PROBLEM -
Update the listing below, changing every "Annotate" to "Outline" and leaving everything else as it is.

EXERCISE MATERIALS -
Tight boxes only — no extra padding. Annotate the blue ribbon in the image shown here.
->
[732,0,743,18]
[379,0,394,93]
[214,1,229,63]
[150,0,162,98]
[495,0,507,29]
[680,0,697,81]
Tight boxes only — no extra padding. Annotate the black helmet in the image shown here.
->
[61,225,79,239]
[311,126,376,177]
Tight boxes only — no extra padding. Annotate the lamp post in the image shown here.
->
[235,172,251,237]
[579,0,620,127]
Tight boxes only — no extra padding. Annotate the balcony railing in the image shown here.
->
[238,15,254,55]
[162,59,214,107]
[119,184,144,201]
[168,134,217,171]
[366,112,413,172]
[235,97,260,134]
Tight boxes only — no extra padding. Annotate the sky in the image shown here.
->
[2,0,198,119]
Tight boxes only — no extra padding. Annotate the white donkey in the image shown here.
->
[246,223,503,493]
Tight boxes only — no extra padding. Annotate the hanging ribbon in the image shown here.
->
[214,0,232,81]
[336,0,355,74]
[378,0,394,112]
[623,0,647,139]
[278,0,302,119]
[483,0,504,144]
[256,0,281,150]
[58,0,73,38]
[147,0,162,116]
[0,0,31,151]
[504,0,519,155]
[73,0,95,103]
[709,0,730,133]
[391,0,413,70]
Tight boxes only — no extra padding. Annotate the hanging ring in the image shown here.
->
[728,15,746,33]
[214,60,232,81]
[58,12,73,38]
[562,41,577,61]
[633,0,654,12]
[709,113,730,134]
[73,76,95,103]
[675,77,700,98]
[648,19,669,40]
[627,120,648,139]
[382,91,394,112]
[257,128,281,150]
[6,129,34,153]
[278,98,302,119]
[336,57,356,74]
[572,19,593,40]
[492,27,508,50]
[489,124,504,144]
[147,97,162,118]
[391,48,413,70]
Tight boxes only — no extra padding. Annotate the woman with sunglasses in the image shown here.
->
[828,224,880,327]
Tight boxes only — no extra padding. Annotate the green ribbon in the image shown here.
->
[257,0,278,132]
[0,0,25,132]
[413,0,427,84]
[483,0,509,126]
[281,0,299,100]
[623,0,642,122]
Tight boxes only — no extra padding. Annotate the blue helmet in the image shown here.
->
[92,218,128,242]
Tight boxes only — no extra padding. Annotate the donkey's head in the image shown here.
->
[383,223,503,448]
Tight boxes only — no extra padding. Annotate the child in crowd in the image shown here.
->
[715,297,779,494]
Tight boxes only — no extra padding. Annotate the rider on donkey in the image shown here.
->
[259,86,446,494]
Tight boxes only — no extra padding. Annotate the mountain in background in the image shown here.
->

REPLY TO THE TASK -
Tight boxes only — no extra padding. Outline the blue ribbon in the image shown here.
->
[732,0,743,18]
[379,0,394,93]
[214,1,229,63]
[150,0,162,98]
[495,0,507,29]
[680,0,697,81]
Tight boxes only — no extra padding. Outline the black helmet in the image shown here.
->
[61,225,79,239]
[311,126,376,177]
Tight boxes only — no extra padding. Outline the lamp post in the image shown here.
->
[235,172,251,237]
[579,0,620,127]
Tight boxes only — no extra padding. Outline the balcony railing in the image shown here.
->
[238,15,254,55]
[162,59,214,107]
[119,184,144,201]
[168,134,217,171]
[366,112,413,172]
[235,97,260,134]
Tight boxes only — no extra padding. Outline the sky in the image shown here.
->
[2,0,198,119]
Tight boxes only — no extra padding. Outline the white donkey in the image shown here.
->
[246,223,503,493]
Tight boxes only — no extra padding. Outline the hanging ribbon in the image shown here.
->
[214,0,232,81]
[336,0,355,74]
[378,0,394,112]
[623,0,647,139]
[278,0,302,119]
[483,0,504,144]
[256,0,281,150]
[58,0,73,38]
[147,0,162,116]
[0,0,31,151]
[504,0,519,155]
[73,0,95,103]
[709,0,730,133]
[391,0,413,70]
Tight boxes only — no extra padding. Outline the hanging ring in the image shown here.
->
[728,15,746,33]
[214,60,232,81]
[58,12,73,38]
[562,41,577,61]
[633,0,654,12]
[709,113,730,134]
[73,76,95,103]
[675,77,700,98]
[648,19,669,40]
[627,120,648,139]
[382,91,394,112]
[257,128,281,150]
[6,129,34,153]
[278,98,302,119]
[336,57,356,74]
[572,19,593,40]
[492,27,508,50]
[489,124,504,144]
[147,97,162,118]
[391,48,413,70]
Tight boxes only — no extra padding. Outline the woman with sunglasses in the image shown here.
->
[828,224,880,327]
Tight boxes only — no extra padding. Outline the green ribbon in the image shown here.
->
[257,0,278,132]
[0,0,25,132]
[413,0,427,84]
[483,0,509,126]
[281,0,299,100]
[623,0,642,122]
Tight boxes only — no extra padding. Outline the blue helmet in the image shown here.
->
[92,218,128,242]
Tight boxes only — no extra padding. Outline the donkey's head in the image shown here.
->
[383,223,503,448]
Tight boxes only — no extra padding. Outline the child in crowd in the image shown here.
->
[715,297,779,494]
Tight boxes only — no extra padding. Outline the rider on donkey in the image shown here.
->
[259,86,446,494]
Tight boxes only — no extra padding. Outline the mountain in background in the image shown here.
->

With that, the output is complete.